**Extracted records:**
※

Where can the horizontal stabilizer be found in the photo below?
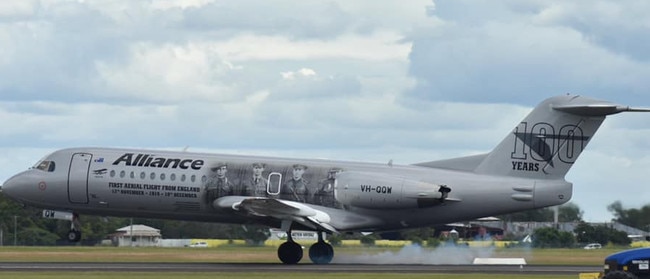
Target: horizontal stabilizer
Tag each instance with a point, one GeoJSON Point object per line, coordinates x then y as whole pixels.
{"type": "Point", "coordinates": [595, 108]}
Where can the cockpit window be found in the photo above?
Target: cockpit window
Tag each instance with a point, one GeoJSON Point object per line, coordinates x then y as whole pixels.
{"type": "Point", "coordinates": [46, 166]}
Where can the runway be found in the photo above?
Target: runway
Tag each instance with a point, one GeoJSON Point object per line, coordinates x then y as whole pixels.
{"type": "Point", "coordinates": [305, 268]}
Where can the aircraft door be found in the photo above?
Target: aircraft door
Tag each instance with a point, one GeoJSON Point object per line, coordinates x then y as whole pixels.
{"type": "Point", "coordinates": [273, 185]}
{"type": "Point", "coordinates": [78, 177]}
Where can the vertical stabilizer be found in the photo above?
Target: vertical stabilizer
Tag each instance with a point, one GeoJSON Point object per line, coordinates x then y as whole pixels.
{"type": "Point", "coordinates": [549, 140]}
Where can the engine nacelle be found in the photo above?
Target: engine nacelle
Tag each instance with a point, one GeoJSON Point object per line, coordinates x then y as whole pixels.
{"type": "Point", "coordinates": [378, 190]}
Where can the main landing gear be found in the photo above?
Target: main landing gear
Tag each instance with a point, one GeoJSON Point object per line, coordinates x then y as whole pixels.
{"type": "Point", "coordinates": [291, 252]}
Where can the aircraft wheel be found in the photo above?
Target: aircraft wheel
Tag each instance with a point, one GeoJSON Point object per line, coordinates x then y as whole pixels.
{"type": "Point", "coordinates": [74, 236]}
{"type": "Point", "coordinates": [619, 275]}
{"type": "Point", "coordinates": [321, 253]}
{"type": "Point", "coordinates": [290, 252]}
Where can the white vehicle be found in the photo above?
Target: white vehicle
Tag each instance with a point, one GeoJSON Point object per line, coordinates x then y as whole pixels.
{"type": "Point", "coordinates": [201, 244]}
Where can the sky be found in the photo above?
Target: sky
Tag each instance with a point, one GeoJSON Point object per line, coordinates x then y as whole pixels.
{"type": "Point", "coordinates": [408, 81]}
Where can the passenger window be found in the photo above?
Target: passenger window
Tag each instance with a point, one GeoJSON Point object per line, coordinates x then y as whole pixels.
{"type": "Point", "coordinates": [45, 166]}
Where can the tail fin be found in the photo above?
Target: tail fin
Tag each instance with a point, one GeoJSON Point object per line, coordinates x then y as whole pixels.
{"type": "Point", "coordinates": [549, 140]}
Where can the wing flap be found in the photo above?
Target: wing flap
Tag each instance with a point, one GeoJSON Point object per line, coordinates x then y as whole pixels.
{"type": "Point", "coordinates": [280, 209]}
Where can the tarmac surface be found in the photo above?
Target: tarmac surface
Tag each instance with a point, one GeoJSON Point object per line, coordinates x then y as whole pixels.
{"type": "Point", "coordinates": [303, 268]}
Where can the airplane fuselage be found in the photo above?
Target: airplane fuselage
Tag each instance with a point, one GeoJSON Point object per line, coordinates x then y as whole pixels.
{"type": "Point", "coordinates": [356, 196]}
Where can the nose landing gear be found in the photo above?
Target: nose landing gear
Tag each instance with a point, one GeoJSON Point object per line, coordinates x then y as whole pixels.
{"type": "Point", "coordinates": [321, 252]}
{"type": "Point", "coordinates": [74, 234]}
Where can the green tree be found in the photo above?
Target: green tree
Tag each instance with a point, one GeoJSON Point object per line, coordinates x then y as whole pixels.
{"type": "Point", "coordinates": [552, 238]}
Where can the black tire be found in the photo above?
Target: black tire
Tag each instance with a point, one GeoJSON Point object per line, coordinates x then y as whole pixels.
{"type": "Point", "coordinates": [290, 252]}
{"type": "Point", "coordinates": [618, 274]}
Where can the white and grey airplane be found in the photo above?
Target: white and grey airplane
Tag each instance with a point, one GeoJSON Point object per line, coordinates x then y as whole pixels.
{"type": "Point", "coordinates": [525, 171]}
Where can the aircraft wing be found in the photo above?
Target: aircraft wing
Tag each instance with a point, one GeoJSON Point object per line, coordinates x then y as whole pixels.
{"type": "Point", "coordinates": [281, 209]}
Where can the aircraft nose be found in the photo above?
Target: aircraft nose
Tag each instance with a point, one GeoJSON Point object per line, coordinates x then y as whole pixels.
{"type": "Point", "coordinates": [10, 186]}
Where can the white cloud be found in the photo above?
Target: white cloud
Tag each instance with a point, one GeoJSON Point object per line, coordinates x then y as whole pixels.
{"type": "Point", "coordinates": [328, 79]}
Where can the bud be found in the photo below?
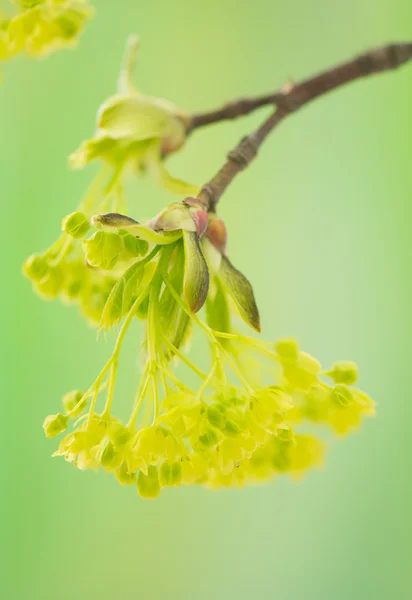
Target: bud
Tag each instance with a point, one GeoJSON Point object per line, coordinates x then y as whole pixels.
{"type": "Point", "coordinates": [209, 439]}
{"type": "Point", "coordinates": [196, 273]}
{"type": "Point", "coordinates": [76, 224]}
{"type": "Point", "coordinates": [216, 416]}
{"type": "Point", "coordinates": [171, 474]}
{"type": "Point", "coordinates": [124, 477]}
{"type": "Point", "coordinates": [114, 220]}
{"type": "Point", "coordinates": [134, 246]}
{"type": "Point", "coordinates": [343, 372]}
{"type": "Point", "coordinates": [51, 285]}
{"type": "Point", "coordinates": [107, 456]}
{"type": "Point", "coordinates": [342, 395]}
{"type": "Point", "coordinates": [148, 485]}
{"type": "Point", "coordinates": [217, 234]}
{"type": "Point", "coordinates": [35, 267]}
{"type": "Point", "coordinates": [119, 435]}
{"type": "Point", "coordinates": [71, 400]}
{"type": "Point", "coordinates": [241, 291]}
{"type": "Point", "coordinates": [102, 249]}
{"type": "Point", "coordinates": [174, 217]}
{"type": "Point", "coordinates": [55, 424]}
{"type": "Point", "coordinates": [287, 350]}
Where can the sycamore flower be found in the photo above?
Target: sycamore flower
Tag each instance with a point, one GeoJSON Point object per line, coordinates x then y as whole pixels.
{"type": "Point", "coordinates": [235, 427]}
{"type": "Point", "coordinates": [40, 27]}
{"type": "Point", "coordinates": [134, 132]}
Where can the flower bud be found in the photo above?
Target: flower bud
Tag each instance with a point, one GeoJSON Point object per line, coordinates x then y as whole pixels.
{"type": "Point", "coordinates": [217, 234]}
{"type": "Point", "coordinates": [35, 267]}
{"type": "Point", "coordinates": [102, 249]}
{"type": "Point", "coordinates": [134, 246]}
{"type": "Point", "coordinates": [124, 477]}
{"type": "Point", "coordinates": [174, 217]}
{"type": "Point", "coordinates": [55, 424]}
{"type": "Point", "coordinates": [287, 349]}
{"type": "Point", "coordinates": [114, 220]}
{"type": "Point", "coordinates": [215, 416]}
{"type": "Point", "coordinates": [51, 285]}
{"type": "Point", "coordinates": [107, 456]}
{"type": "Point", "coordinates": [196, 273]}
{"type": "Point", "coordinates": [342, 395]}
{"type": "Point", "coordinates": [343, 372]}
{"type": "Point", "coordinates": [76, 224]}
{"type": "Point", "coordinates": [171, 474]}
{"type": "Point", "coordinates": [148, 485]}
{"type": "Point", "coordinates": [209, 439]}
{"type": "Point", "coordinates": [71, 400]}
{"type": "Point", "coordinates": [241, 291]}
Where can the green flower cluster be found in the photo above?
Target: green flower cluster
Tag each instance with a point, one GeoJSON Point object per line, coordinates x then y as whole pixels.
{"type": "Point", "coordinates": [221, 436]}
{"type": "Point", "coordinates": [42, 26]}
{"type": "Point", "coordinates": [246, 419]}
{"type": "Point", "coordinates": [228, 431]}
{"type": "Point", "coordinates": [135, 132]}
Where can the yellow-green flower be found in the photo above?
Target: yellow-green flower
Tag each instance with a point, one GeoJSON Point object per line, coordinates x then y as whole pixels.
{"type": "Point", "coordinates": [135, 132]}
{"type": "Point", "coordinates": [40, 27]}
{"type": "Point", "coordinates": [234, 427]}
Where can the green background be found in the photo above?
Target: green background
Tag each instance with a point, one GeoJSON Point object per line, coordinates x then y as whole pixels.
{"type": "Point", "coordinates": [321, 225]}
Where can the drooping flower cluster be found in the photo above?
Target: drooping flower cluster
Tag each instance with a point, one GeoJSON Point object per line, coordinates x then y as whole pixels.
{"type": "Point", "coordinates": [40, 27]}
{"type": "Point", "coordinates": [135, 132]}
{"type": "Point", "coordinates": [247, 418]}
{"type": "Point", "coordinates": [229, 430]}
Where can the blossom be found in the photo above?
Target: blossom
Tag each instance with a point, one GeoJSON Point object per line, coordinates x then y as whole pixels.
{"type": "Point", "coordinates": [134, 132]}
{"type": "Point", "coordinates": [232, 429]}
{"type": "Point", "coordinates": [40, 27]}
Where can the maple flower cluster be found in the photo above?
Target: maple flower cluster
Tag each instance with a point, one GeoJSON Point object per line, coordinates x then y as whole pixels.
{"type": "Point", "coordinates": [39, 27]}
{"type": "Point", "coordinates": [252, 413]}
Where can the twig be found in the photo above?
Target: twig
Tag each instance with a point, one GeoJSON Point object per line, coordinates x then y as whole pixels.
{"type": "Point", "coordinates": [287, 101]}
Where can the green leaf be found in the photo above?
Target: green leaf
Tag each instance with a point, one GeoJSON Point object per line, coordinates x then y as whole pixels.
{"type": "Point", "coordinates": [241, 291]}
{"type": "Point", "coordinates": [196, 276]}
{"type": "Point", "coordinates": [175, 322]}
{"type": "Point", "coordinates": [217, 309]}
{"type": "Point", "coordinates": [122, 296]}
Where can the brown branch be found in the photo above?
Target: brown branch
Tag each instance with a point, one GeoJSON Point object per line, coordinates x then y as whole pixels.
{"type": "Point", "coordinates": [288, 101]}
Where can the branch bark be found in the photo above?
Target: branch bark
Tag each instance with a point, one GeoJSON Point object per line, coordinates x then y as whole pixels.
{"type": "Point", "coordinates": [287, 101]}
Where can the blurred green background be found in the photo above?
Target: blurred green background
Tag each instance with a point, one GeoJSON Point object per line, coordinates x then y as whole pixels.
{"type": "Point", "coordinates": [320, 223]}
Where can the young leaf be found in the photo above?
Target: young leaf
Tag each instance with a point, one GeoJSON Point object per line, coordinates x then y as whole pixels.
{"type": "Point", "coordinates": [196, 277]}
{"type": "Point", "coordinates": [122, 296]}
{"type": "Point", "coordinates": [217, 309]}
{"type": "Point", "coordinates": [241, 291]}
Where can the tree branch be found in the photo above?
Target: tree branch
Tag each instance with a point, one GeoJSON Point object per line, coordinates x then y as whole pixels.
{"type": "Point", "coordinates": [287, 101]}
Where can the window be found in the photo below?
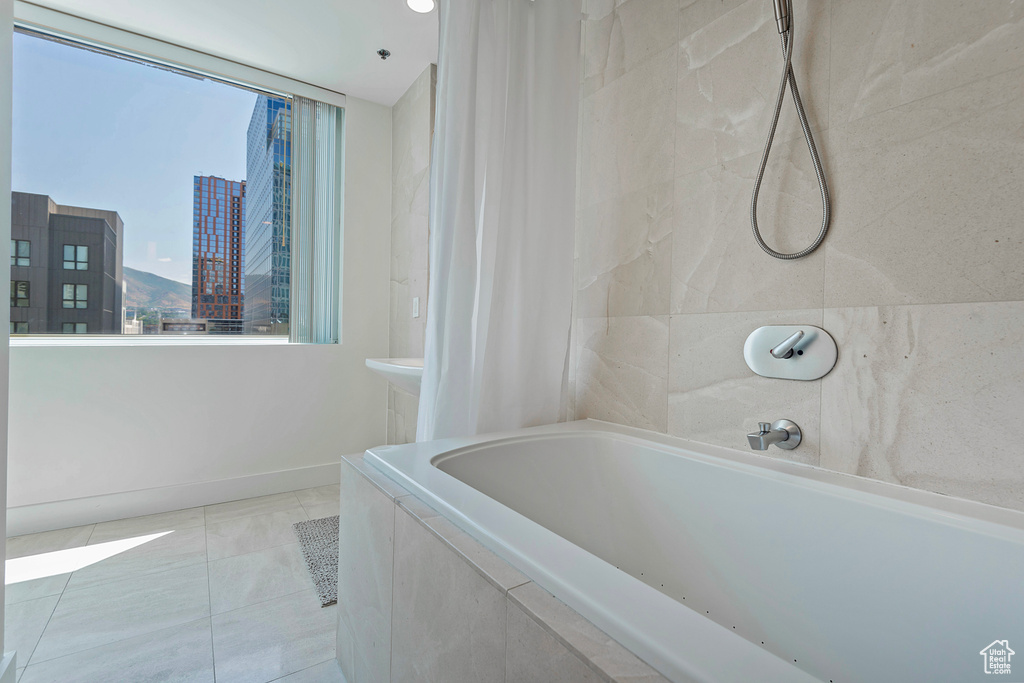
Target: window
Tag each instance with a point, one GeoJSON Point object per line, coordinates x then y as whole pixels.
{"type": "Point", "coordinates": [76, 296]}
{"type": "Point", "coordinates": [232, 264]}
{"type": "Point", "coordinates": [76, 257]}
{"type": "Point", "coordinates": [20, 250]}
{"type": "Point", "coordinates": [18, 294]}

※

**Your instructions:** Find the line that contains "Where can the tree", then write out that line and every line after it through the end of the records, exactly. Leave the pictures out.

**Task answer:**
Where can the tree branch be found in the photo above?
Target: tree branch
Tag each instance with a point, one GeoJSON Point object per line, coordinates x then y as whole pixels.
{"type": "Point", "coordinates": [287, 101]}
Where can the window be found in the photo below?
Target: window
Tag each instance with a point, one GeoJSON Point object per line, coordinates x then y as whole pixels.
{"type": "Point", "coordinates": [76, 296]}
{"type": "Point", "coordinates": [232, 264]}
{"type": "Point", "coordinates": [76, 257]}
{"type": "Point", "coordinates": [20, 250]}
{"type": "Point", "coordinates": [18, 294]}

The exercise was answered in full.